→ WORK REQUIRED
Spot each line in the data below containing "white" and copy it.

== DATA ==

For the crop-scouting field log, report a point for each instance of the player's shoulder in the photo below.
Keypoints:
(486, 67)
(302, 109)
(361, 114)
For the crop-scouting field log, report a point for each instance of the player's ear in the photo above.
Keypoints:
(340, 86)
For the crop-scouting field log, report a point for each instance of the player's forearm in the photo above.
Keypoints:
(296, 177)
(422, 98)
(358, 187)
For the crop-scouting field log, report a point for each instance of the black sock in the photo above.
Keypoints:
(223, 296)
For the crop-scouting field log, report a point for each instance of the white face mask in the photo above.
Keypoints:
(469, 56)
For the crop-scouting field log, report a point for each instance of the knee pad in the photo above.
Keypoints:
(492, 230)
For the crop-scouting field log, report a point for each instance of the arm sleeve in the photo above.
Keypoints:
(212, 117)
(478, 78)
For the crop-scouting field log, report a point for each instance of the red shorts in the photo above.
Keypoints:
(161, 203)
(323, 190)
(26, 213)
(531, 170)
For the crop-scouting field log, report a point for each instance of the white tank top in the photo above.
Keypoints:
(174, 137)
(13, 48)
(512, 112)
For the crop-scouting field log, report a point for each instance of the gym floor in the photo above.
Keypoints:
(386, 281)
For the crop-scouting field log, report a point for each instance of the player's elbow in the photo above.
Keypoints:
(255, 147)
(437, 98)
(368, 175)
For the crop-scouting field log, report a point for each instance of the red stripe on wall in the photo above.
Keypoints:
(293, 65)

===

→ WRITTEN ANSWER
For the crop-scouting field log, report a point for each instance of the white face mask in the photo above.
For the crop-scouting field log, report a point for each instance of the white tank top in the photo above.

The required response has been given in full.